EXERCISE: Please tally the lines of the records that contain "picture" and send back only the total.

SUPPLIED RECORDS:
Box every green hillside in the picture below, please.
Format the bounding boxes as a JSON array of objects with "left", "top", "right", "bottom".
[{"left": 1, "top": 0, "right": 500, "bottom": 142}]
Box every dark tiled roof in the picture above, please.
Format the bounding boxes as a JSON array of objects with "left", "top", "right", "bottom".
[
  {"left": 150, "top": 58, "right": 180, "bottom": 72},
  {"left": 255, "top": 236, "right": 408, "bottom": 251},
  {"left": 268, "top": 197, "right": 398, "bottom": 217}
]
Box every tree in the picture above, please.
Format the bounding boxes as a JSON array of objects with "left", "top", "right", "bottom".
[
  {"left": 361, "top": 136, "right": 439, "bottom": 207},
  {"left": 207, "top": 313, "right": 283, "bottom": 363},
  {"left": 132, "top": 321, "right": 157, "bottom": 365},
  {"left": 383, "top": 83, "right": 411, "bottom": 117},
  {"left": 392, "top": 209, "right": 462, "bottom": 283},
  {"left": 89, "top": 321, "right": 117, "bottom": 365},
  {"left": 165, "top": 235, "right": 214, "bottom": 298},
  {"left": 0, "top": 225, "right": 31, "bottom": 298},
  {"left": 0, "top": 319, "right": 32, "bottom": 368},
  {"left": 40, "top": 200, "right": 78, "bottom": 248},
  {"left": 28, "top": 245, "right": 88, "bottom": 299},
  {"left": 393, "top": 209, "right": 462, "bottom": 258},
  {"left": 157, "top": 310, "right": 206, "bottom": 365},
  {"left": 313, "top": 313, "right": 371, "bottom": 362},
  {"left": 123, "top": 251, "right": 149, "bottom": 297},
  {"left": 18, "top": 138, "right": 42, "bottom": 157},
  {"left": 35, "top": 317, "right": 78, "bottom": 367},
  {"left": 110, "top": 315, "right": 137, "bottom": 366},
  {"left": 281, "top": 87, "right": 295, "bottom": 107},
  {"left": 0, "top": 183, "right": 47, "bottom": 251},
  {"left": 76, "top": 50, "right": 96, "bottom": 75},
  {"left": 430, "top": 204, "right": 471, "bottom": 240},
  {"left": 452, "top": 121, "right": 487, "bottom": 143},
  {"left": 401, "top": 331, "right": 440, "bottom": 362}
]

FINISHED EXERCISE: 3